··· Supplied information
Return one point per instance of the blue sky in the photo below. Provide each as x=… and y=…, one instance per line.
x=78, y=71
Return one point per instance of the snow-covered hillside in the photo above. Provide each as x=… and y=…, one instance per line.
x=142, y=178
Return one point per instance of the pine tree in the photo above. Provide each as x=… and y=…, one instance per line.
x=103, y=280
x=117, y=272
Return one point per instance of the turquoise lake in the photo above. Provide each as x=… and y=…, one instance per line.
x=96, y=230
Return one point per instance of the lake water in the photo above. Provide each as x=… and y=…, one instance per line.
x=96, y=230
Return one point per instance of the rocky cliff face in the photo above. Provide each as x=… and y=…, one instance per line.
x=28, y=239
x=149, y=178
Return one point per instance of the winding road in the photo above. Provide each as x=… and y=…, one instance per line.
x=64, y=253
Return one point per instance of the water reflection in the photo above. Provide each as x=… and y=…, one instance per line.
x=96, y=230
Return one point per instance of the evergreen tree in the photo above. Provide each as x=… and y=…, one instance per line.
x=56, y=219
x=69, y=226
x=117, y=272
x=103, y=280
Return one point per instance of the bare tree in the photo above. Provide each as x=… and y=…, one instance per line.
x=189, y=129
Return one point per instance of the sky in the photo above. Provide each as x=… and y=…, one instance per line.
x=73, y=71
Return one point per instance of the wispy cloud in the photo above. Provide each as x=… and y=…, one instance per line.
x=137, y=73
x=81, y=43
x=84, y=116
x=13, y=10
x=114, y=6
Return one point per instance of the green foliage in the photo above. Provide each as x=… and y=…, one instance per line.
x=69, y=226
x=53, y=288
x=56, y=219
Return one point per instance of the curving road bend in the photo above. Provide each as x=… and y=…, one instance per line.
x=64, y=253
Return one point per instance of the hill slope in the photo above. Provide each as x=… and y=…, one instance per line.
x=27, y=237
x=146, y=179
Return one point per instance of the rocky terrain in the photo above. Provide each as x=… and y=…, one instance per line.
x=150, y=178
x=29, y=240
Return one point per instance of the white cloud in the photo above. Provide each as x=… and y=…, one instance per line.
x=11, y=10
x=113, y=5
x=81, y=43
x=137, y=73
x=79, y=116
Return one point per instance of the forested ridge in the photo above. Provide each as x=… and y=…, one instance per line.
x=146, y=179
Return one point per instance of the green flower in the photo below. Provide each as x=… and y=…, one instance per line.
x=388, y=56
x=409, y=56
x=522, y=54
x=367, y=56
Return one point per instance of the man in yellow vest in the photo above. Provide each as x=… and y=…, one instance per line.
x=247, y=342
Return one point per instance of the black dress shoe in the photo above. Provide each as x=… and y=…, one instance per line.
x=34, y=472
······
◆ Description of the task
Present the lines from the one containing "Return one point per instance of the bare" through the last line, inclusive, as a Markdown table with the columns Row and Line. Number each row and leave out any blank lines.

◆ Solved exercise
| Row | Line |
|---|---|
| 1 | Return one point per instance of the bare tree in the photo above. Provide each as x=… and y=…, one instance per line. |
| 2 | x=189, y=129 |
| 3 | Return one point per instance of the sky in the photo above. Provide each as x=… and y=…, one instance per line. |
| 4 | x=73, y=71 |
| 5 | Return one point per instance of the wispy cloud in the photo above. Provide each as x=… and y=…, one instance per line. |
| 6 | x=137, y=73 |
| 7 | x=81, y=43 |
| 8 | x=84, y=116 |
| 9 | x=13, y=10 |
| 10 | x=114, y=6 |
| 11 | Return one point per instance of the green foliage in the photo above. Provide each as x=… and y=…, one instance per line. |
| 12 | x=69, y=226 |
| 13 | x=53, y=288 |
| 14 | x=56, y=219 |
| 15 | Return one point per instance of the curving road bend in the photo above. Provide each as x=… and y=…, one instance per line. |
| 16 | x=64, y=253 |
| 17 | Return one point per instance of the hill slope in the photo above. Provide each as x=… and y=…, one instance per line. |
| 18 | x=27, y=237 |
| 19 | x=146, y=179 |
| 20 | Return one point per instance of the rocky terrain in the photo above. Provide each as x=… and y=…, one instance per line. |
| 21 | x=150, y=178 |
| 22 | x=29, y=240 |
| 23 | Return one point per instance of the white cloud in the photo above. Provide each as x=… and y=…, one instance per line. |
| 24 | x=11, y=10 |
| 25 | x=113, y=5 |
| 26 | x=81, y=43 |
| 27 | x=137, y=73 |
| 28 | x=79, y=116 |
| 29 | Return one point per instance of the forested ridge in the photo above. Provide each as x=… and y=…, one instance per line. |
| 30 | x=146, y=179 |
| 31 | Return one point per instance of the green flower in the photo below. Provide each as x=… and y=…, one instance per line. |
| 32 | x=388, y=56 |
| 33 | x=409, y=56 |
| 34 | x=522, y=54 |
| 35 | x=367, y=56 |
| 36 | Return one point per instance of the man in yellow vest in the photo above. Provide each as x=… and y=…, one instance per line. |
| 37 | x=247, y=342 |
| 38 | Return one point per instance of the black dress shoe in the photo above. Provide each as x=… and y=…, one instance per line. |
| 39 | x=34, y=472 |